----- Data section -----

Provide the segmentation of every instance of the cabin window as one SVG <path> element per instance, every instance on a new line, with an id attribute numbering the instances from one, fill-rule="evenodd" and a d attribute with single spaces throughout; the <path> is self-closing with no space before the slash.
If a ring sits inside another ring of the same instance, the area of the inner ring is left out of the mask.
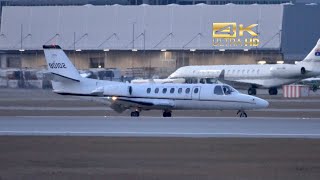
<path id="1" fill-rule="evenodd" d="M 232 70 L 232 74 L 234 74 L 234 73 L 235 73 L 235 71 L 236 71 L 236 70 Z"/>
<path id="2" fill-rule="evenodd" d="M 240 70 L 238 70 L 238 74 L 240 74 Z"/>
<path id="3" fill-rule="evenodd" d="M 194 92 L 195 94 L 197 94 L 197 93 L 199 92 L 199 88 L 195 88 L 195 89 L 193 90 L 193 92 Z"/>
<path id="4" fill-rule="evenodd" d="M 252 74 L 254 73 L 254 71 L 255 71 L 255 70 L 254 70 L 254 69 L 252 69 Z"/>
<path id="5" fill-rule="evenodd" d="M 162 89 L 162 93 L 163 93 L 163 94 L 167 93 L 167 88 L 163 88 L 163 89 Z"/>
<path id="6" fill-rule="evenodd" d="M 249 72 L 250 72 L 250 70 L 248 69 L 248 70 L 247 70 L 247 74 L 249 74 Z"/>
<path id="7" fill-rule="evenodd" d="M 156 88 L 154 92 L 157 94 L 159 92 L 159 88 Z"/>
<path id="8" fill-rule="evenodd" d="M 147 89 L 147 93 L 149 94 L 151 92 L 151 88 L 148 88 Z"/>
<path id="9" fill-rule="evenodd" d="M 246 71 L 246 70 L 242 70 L 242 74 L 244 74 L 245 71 Z"/>
<path id="10" fill-rule="evenodd" d="M 178 93 L 181 94 L 182 93 L 182 88 L 178 89 Z"/>
<path id="11" fill-rule="evenodd" d="M 190 88 L 187 88 L 186 89 L 186 94 L 189 94 L 189 92 L 190 92 Z"/>
<path id="12" fill-rule="evenodd" d="M 171 93 L 171 94 L 174 93 L 174 88 L 171 88 L 171 89 L 170 89 L 170 93 Z"/>
<path id="13" fill-rule="evenodd" d="M 259 72 L 260 72 L 260 69 L 257 70 L 257 74 L 259 74 Z"/>
<path id="14" fill-rule="evenodd" d="M 216 95 L 223 95 L 221 86 L 214 87 L 213 93 L 216 94 Z"/>

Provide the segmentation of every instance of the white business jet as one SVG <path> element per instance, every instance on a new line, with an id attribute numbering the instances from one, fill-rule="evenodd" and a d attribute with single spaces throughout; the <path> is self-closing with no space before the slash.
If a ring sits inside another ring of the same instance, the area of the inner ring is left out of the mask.
<path id="1" fill-rule="evenodd" d="M 270 95 L 276 95 L 277 88 L 282 85 L 320 75 L 320 39 L 306 58 L 297 64 L 185 66 L 168 79 L 218 78 L 223 71 L 224 77 L 219 79 L 221 82 L 248 88 L 250 95 L 256 94 L 256 88 L 269 89 Z"/>
<path id="2" fill-rule="evenodd" d="M 269 103 L 258 97 L 239 93 L 229 85 L 219 84 L 130 84 L 81 77 L 67 55 L 57 45 L 44 45 L 48 70 L 54 75 L 53 91 L 61 95 L 96 96 L 111 102 L 121 113 L 131 110 L 139 116 L 142 110 L 163 110 L 164 117 L 181 110 L 245 110 L 265 108 Z"/>

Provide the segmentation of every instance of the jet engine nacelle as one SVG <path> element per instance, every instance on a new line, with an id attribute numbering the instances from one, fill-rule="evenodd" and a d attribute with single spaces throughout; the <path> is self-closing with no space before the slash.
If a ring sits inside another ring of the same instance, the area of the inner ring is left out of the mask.
<path id="1" fill-rule="evenodd" d="M 306 73 L 306 69 L 297 65 L 283 64 L 271 67 L 270 72 L 275 77 L 290 78 L 304 75 Z"/>
<path id="2" fill-rule="evenodd" d="M 130 86 L 124 86 L 124 85 L 108 85 L 104 87 L 103 94 L 104 95 L 110 95 L 113 96 L 128 96 L 129 94 Z"/>

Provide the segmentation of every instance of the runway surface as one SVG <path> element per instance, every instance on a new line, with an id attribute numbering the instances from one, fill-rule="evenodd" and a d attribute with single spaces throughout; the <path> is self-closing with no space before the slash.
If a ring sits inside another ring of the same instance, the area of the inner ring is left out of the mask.
<path id="1" fill-rule="evenodd" d="M 320 118 L 0 117 L 0 135 L 320 138 Z"/>
<path id="2" fill-rule="evenodd" d="M 0 89 L 0 180 L 320 179 L 320 95 L 267 109 L 143 111 L 51 90 Z M 108 117 L 104 117 L 108 115 Z"/>

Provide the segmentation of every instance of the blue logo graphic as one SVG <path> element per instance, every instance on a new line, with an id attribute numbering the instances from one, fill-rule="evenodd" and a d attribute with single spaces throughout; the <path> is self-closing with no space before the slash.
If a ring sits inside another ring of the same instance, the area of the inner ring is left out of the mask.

-----

Output the entries exactly as they appear, with no pictures included.

Provide the segmentation of every instance of the cabin window as one SVG <path> element per instance, every instance on a new line, with an id attribute numbering the instances from one, fill-rule="evenodd" and a d attribute with single spaces throughout; the <path> is self-closing with no space before the slash.
If a ring sits inside another ring of the same instance, the area of the inner ring is left out of the mask.
<path id="1" fill-rule="evenodd" d="M 232 70 L 232 74 L 234 74 L 234 73 L 235 73 L 235 71 L 236 71 L 236 70 Z"/>
<path id="2" fill-rule="evenodd" d="M 240 70 L 238 70 L 238 74 L 240 74 Z"/>
<path id="3" fill-rule="evenodd" d="M 194 92 L 195 94 L 197 94 L 197 93 L 199 92 L 199 88 L 195 88 L 195 89 L 193 90 L 193 92 Z"/>
<path id="4" fill-rule="evenodd" d="M 252 74 L 254 73 L 254 71 L 255 71 L 255 70 L 254 70 L 254 69 L 252 69 Z"/>
<path id="5" fill-rule="evenodd" d="M 162 89 L 162 93 L 163 93 L 163 94 L 167 93 L 167 88 L 163 88 L 163 89 Z"/>
<path id="6" fill-rule="evenodd" d="M 249 72 L 250 72 L 250 70 L 248 69 L 248 70 L 247 70 L 247 74 L 249 74 Z"/>
<path id="7" fill-rule="evenodd" d="M 156 88 L 154 92 L 157 94 L 159 92 L 159 88 Z"/>
<path id="8" fill-rule="evenodd" d="M 147 89 L 147 93 L 149 94 L 151 92 L 151 88 L 148 88 Z"/>
<path id="9" fill-rule="evenodd" d="M 246 71 L 246 70 L 242 70 L 242 74 L 244 74 L 245 71 Z"/>
<path id="10" fill-rule="evenodd" d="M 178 93 L 181 94 L 182 93 L 182 88 L 178 89 Z"/>
<path id="11" fill-rule="evenodd" d="M 190 88 L 187 88 L 186 89 L 186 94 L 189 94 L 189 92 L 190 92 Z"/>
<path id="12" fill-rule="evenodd" d="M 171 93 L 171 94 L 174 93 L 174 88 L 171 88 L 171 89 L 170 89 L 170 93 Z"/>
<path id="13" fill-rule="evenodd" d="M 259 72 L 260 72 L 260 69 L 257 70 L 257 74 L 259 74 Z"/>
<path id="14" fill-rule="evenodd" d="M 216 95 L 223 95 L 221 86 L 214 87 L 213 93 L 216 94 Z"/>

Provide the segmentation of every instance of the white business jet as one SVG <path> element per instance, every instance on a new line, with an id attribute numbering the instances from one, fill-rule="evenodd" and a d attribute with single spaces throughout; the <path> is self-closing with no space before the slash.
If a ring sits inside another ring of the same instance, the area of the inner ring is left out of the mask.
<path id="1" fill-rule="evenodd" d="M 270 95 L 276 95 L 277 88 L 282 85 L 320 75 L 320 39 L 306 58 L 297 64 L 185 66 L 168 79 L 218 78 L 223 71 L 224 77 L 219 79 L 221 82 L 248 88 L 250 95 L 256 94 L 256 88 L 269 89 Z"/>
<path id="2" fill-rule="evenodd" d="M 269 103 L 258 97 L 239 93 L 229 85 L 219 84 L 130 84 L 81 77 L 67 55 L 57 45 L 44 45 L 48 70 L 54 75 L 53 91 L 61 95 L 96 96 L 111 102 L 121 113 L 131 110 L 139 116 L 142 110 L 163 110 L 164 117 L 181 110 L 245 110 L 265 108 Z"/>

Provide the segmentation of every instance of the jet engine nacelle as one SVG <path> element per instance, every instance on a new line, with an id attribute numbering the instances from one, fill-rule="evenodd" and a d attribute with single spaces throughout; the <path> is self-closing with no space before the slash.
If a ring sits inside another ring of the same instance, the area of the inner ring is left out of the mask.
<path id="1" fill-rule="evenodd" d="M 306 73 L 306 69 L 297 65 L 283 64 L 271 67 L 270 72 L 275 77 L 290 78 L 304 75 Z"/>
<path id="2" fill-rule="evenodd" d="M 130 86 L 124 86 L 124 85 L 108 85 L 104 87 L 103 94 L 104 95 L 110 95 L 113 96 L 128 96 L 129 94 Z"/>

Provide the segmentation of every instance of the runway surface as one SVG <path> element per instance, every instance on a new line, with an id attribute numbering the instances from one, fill-rule="evenodd" and a d attribute with single spaces throughout; the <path> is self-closing with no space before the slash.
If a ring sits inside another ring of the same instance, the area of the inner ring is left out of the mask.
<path id="1" fill-rule="evenodd" d="M 320 118 L 0 117 L 0 135 L 320 138 Z"/>
<path id="2" fill-rule="evenodd" d="M 0 89 L 0 180 L 320 179 L 320 95 L 267 109 L 143 111 L 51 90 Z M 108 117 L 104 117 L 108 115 Z"/>

Provide the segmentation of every instance of the blue logo graphic as one SVG <path> element per instance, every instance on a new line, with an id attribute numbering the instances from one, fill-rule="evenodd" and a d attribute with single spaces throughout; the <path> is self-closing with no space before the slash.
If a ring sits inside another ring of the same instance, the area of the inner ring is left out of the mask.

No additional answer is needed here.